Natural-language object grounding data
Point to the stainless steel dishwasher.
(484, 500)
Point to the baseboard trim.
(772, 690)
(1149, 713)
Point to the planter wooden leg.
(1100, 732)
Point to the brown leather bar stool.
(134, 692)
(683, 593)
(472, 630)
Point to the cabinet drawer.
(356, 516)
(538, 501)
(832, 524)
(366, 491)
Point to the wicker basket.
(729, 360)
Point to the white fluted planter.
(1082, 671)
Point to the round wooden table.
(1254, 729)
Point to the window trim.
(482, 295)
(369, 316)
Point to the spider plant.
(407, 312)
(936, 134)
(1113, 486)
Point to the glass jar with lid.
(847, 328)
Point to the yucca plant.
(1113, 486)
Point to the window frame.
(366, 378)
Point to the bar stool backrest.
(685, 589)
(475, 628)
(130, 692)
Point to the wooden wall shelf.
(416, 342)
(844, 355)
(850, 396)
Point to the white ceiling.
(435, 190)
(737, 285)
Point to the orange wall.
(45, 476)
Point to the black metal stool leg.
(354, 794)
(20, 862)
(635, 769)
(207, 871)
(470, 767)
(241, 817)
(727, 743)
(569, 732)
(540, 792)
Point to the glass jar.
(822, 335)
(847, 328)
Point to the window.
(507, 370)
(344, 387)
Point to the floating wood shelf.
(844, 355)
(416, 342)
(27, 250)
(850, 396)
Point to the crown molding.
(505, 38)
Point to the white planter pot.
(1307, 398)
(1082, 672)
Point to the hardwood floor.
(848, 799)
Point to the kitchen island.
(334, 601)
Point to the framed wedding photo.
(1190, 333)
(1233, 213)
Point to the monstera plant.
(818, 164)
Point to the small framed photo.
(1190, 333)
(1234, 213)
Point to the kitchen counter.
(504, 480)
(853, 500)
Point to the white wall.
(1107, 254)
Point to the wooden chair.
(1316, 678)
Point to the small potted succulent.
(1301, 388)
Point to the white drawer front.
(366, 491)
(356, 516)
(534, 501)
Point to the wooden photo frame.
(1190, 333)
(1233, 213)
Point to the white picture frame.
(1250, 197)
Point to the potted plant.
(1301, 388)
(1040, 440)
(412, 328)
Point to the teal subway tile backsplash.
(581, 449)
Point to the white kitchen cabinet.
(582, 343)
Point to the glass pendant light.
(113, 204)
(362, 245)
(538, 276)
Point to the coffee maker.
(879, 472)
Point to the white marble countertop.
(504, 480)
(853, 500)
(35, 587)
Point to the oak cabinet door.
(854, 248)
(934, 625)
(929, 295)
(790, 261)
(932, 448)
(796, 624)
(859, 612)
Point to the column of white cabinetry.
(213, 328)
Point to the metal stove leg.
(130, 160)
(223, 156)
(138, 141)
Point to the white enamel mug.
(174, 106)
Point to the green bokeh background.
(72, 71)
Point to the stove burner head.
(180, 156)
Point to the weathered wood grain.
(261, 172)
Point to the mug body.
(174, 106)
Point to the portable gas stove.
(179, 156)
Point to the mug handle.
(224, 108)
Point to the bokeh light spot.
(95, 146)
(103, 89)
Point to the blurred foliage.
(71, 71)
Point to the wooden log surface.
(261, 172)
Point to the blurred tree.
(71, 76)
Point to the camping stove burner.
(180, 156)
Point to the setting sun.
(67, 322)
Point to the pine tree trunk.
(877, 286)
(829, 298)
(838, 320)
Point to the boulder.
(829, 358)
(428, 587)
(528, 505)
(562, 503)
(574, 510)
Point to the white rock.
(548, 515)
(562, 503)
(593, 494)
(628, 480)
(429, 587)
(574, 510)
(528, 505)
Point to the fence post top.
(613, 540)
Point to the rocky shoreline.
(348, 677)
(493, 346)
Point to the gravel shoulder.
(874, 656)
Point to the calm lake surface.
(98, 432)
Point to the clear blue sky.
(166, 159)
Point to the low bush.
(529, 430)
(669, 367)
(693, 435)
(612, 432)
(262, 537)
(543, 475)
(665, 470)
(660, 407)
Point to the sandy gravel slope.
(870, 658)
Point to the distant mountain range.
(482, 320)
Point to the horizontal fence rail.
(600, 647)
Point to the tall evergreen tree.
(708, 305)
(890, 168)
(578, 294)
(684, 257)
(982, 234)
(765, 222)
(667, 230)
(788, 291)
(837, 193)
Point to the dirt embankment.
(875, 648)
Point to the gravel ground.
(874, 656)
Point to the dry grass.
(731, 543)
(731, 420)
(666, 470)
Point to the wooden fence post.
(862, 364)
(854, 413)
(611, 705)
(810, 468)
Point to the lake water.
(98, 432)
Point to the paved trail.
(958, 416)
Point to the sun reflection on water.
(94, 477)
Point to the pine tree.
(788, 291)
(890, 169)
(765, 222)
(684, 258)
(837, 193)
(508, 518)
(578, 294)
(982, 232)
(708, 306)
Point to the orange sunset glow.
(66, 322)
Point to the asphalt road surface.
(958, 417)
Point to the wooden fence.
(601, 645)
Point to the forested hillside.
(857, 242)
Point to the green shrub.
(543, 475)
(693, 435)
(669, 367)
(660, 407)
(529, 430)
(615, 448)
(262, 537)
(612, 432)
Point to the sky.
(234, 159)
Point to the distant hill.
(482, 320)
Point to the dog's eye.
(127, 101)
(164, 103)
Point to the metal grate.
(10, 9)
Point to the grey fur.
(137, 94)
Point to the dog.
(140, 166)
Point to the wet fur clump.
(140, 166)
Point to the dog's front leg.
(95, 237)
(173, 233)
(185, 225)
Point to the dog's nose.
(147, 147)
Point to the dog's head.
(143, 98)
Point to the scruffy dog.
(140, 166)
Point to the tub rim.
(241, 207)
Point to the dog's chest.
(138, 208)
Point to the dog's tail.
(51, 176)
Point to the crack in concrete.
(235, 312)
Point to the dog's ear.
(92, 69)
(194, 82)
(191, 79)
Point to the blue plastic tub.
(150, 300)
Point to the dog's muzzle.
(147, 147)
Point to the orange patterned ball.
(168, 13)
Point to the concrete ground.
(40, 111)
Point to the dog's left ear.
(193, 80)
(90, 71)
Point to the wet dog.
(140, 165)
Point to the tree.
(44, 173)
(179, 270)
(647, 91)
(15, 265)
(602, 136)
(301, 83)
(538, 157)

__Task objective__: Each line of the data must be copied exactly as it appears.

__Solution to this task__:
Point to the stainless steel dishwasher.
(484, 500)
Point to the baseboard trim.
(772, 690)
(1149, 713)
Point to the planter wooden leg.
(1100, 732)
Point to the brown leather bar stool.
(134, 692)
(683, 593)
(472, 630)
Point to the cabinet drawer.
(356, 516)
(538, 501)
(832, 524)
(366, 491)
Point to the wicker basket.
(729, 360)
Point to the white fluted planter.
(1082, 671)
Point to the round wooden table.
(1254, 729)
Point to the window trim.
(482, 295)
(369, 316)
Point to the spider plant.
(407, 312)
(936, 134)
(1113, 486)
Point to the glass jar with lid.
(847, 328)
Point to the yucca plant.
(1113, 486)
Point to the window frame.
(366, 378)
Point to the bar stool backrest.
(685, 589)
(475, 628)
(130, 692)
Point to the wooden wall shelf.
(416, 342)
(844, 355)
(850, 396)
Point to the white ceiling.
(435, 190)
(737, 285)
Point to the orange wall.
(45, 476)
Point to the black metal stool leg.
(354, 794)
(20, 862)
(635, 769)
(207, 871)
(470, 767)
(241, 817)
(727, 743)
(569, 732)
(540, 792)
Point to the glass jar.
(822, 335)
(847, 328)
Point to the window.
(507, 370)
(344, 387)
Point to the floating wood shelf.
(844, 355)
(416, 342)
(27, 250)
(850, 396)
Point to the crown molding.
(505, 38)
Point to the white planter pot.
(1307, 398)
(1082, 672)
Point to the hardwood floor.
(848, 799)
Point to the kitchen island.
(334, 601)
Point to the framed wedding photo.
(1190, 333)
(1233, 213)
Point to the monstera plant.
(818, 164)
Point to the small framed photo.
(1190, 333)
(1234, 213)
Point to the kitchen counter.
(504, 480)
(853, 500)
Point to the white wall.
(1107, 254)
Point to the wooden chair.
(1316, 678)
Point to the small potted succulent.
(1301, 388)
Point to the white drawer front.
(366, 491)
(356, 516)
(534, 501)
Point to the wooden photo frame.
(1190, 333)
(1233, 213)
Point to the white picture frame.
(1250, 197)
Point to the potted plant.
(1301, 388)
(1040, 440)
(412, 328)
Point to the teal subway tile backsplash.
(581, 449)
Point to the white kitchen cabinet.
(582, 343)
Point to the glass pendant light.
(113, 204)
(362, 245)
(538, 276)
Point to the coffee maker.
(879, 472)
Point to the white marble countertop.
(504, 480)
(853, 500)
(35, 587)
Point to the oak cabinet door.
(854, 248)
(934, 625)
(929, 295)
(790, 261)
(932, 448)
(796, 624)
(859, 612)
Point to the column of white cabinetry.
(213, 328)
Point to the metal stove leg.
(130, 160)
(223, 156)
(138, 141)
Point to the white enamel mug.
(174, 106)
Point to the green bokeh background.
(72, 71)
Point to the stove burner head.
(180, 156)
Point to the weathered wood grain.
(261, 172)
Point to the mug body.
(174, 106)
Point to the portable gas stove.
(179, 156)
Point to the mug handle.
(224, 108)
Point to the bokeh light spot.
(95, 146)
(103, 89)
Point to the blurred foliage.
(71, 71)
Point to the wooden log surface.
(261, 172)
Point to the blurred tree.
(71, 76)
Point to the camping stove burner.
(180, 156)
Point to the setting sun.
(67, 322)
Point to the pine tree trunk.
(877, 286)
(829, 298)
(838, 320)
Point to the boulder.
(829, 358)
(428, 587)
(528, 505)
(562, 503)
(574, 510)
Point to the white rock.
(548, 515)
(562, 503)
(593, 494)
(628, 480)
(429, 587)
(574, 510)
(528, 505)
Point to the fence post top.
(613, 540)
Point to the rocky shoreline.
(348, 677)
(493, 346)
Point to the gravel shoulder.
(874, 656)
Point to the calm lake surface.
(98, 432)
Point to the clear blue sky.
(166, 159)
Point to the low bush.
(529, 430)
(669, 367)
(693, 435)
(612, 432)
(262, 537)
(543, 475)
(665, 470)
(660, 407)
Point to the sandy gravel slope.
(870, 658)
Point to the distant mountain range.
(482, 320)
Point to the horizontal fence rail.
(600, 647)
Point to the tall evergreen tree.
(708, 305)
(890, 168)
(578, 294)
(684, 257)
(982, 234)
(765, 222)
(667, 230)
(788, 291)
(837, 193)
Point to the dirt embankment.
(875, 648)
Point to the gravel ground.
(874, 656)
Point to the dry grass.
(731, 543)
(731, 420)
(666, 470)
Point to the wooden fence post.
(862, 364)
(854, 413)
(611, 705)
(810, 468)
Point to the lake water.
(98, 432)
Point to the paved trail.
(958, 416)
Point to the sun reflection on water.
(94, 477)
Point to the pine tree.
(788, 291)
(890, 169)
(765, 222)
(684, 258)
(837, 193)
(508, 518)
(578, 294)
(982, 232)
(708, 306)
Point to the orange sunset glow.
(66, 322)
Point to the asphalt road surface.
(958, 417)
Point to the wooden fence.
(601, 645)
Point to the forested hillside.
(857, 242)
Point to the green shrub.
(543, 475)
(693, 435)
(669, 367)
(660, 407)
(529, 430)
(615, 448)
(262, 537)
(612, 432)
Point to the sky.
(234, 159)
Point to the distant hill.
(482, 320)
Point to the dog's eye.
(127, 101)
(164, 103)
Point to the metal grate.
(10, 9)
Point to the grey fur.
(137, 94)
Point to the dog.
(140, 166)
Point to the wet fur clump.
(140, 166)
Point to the dog's front leg.
(95, 237)
(173, 233)
(185, 225)
Point to the dog's nose.
(147, 147)
Point to the dog's head.
(143, 98)
Point to the scruffy dog.
(140, 166)
Point to the tub rim.
(241, 207)
Point to the dog's chest.
(138, 208)
Point to the dog's tail.
(51, 176)
Point to the crack in concrete.
(235, 312)
Point to the dog's ear.
(92, 69)
(194, 82)
(191, 79)
Point to the blue plastic tub.
(150, 300)
Point to the dog's muzzle.
(147, 147)
Point to the orange patterned ball.
(168, 13)
Point to the concrete ground.
(40, 111)
Point to the dog's left ear.
(193, 80)
(90, 71)
Point to the wet dog.
(140, 165)
Point to the tree.
(44, 173)
(179, 270)
(647, 91)
(15, 265)
(602, 136)
(301, 83)
(538, 157)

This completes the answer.